[[ SOURCE DATA, beginning ]]

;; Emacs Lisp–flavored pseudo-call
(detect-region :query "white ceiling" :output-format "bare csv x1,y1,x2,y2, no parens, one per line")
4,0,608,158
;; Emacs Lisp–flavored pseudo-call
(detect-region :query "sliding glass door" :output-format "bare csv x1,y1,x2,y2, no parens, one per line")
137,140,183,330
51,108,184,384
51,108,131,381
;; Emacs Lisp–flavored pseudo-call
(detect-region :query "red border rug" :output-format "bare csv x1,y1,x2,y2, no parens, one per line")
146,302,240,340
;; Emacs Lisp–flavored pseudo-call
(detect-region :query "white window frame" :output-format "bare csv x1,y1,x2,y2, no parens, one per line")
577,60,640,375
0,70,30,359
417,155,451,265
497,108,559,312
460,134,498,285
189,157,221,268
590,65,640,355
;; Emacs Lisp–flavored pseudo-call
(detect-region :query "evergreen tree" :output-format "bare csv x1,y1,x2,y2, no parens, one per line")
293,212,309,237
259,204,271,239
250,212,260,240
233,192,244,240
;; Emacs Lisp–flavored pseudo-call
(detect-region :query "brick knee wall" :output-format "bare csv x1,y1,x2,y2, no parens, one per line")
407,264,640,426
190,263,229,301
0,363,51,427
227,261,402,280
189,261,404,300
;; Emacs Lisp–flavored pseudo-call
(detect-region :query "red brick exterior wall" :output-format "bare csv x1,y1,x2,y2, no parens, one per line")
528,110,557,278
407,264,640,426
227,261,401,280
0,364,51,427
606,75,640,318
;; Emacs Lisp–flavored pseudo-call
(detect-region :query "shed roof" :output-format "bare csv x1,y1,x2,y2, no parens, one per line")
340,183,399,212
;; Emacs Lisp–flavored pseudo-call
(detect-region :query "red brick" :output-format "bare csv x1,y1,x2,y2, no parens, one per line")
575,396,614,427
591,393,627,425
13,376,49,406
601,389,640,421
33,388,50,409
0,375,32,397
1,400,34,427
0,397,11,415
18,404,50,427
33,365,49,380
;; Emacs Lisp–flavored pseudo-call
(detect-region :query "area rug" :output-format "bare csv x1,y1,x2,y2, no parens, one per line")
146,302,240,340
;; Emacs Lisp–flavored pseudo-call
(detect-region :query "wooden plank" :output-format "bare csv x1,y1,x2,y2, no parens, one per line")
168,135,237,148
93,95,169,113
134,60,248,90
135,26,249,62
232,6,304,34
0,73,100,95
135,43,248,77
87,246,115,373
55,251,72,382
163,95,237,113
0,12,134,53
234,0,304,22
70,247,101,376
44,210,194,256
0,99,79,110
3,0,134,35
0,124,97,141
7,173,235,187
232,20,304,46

[[ SOURCE DATA, end ]]

• **WHAT TO WORK ON**
Restate each entry word for word.

• **EXERCISE SOLUTION**
;; Emacs Lisp–flavored pseudo-call
(detect-region :query "white ceiling" :output-format "bare csv x1,y1,x2,y2, no parens, one per line")
4,0,608,158
;; Emacs Lisp–flavored pseudo-call
(detect-region :query "sliding glass door" :output-format "bare csv x1,y1,x2,y2, no parens, one per line")
137,140,183,330
51,108,184,384
51,108,131,381
;; Emacs Lisp–flavored pseudo-call
(detect-region :query "red border rug" :output-format "bare csv x1,y1,x2,y2, no parens, one per line")
146,302,240,340
;; Emacs Lisp–flavored pseudo-call
(detect-region :query "white window frame" :output-format "bare csv x1,y1,x2,y2, no parens, one per line")
577,60,640,375
0,70,30,359
417,155,451,265
497,108,559,312
460,134,498,285
189,157,221,268
590,65,640,355
;; Emacs Lisp–flavored pseudo-call
(detect-region :query "evergreen tree" :output-format "bare csv x1,y1,x2,y2, no parens, one per line")
293,212,309,237
259,204,271,239
250,212,260,240
233,192,244,240
;; Emacs Lisp–flavored pseudo-call
(detect-region :query "brick knee wall" :output-format "bare csv x1,y1,x2,y2, no parens, one per line")
407,264,640,426
190,263,229,301
0,363,51,427
227,261,402,280
189,261,404,300
;; Emacs Lisp–flavored pseudo-call
(detect-region :query "red brick exterior wall" :output-format "bare csv x1,y1,x2,y2, no parens, one per line")
528,110,557,278
407,264,640,426
227,261,401,280
0,364,51,427
606,75,640,318
;; Emacs Lisp–flavored pseudo-call
(detect-region :query "shed roof" :output-format "bare csv x1,y1,x2,y2, no parens, one per line")
340,183,399,212
;; Emacs Lisp–flavored pseudo-call
(detect-region :query "red brick" :output-format "bare csv x1,y1,x2,y2, no parens, one per line")
575,396,614,427
591,393,627,425
13,376,49,406
601,389,640,421
33,388,50,409
0,375,32,397
1,400,34,427
0,397,11,415
18,404,50,427
33,365,49,380
;; Emacs Lisp–flavored pseudo-call
(detect-region :query "area rug" :output-format "bare csv x1,y1,x2,y2, no parens, one per line")
146,302,240,340
;; Emacs Lisp–flavored pseudo-call
(detect-region :query "wooden plank" :output-format "bare csv x1,y1,x2,y2, no parens, one per line")
168,135,237,148
93,95,169,113
134,60,248,90
135,26,249,62
232,6,304,34
0,73,100,95
135,43,248,77
87,246,115,373
55,251,72,382
163,95,237,113
0,12,134,53
234,0,304,22
70,247,101,376
44,210,194,256
0,99,79,110
3,0,134,35
0,124,97,141
7,173,235,187
232,20,304,46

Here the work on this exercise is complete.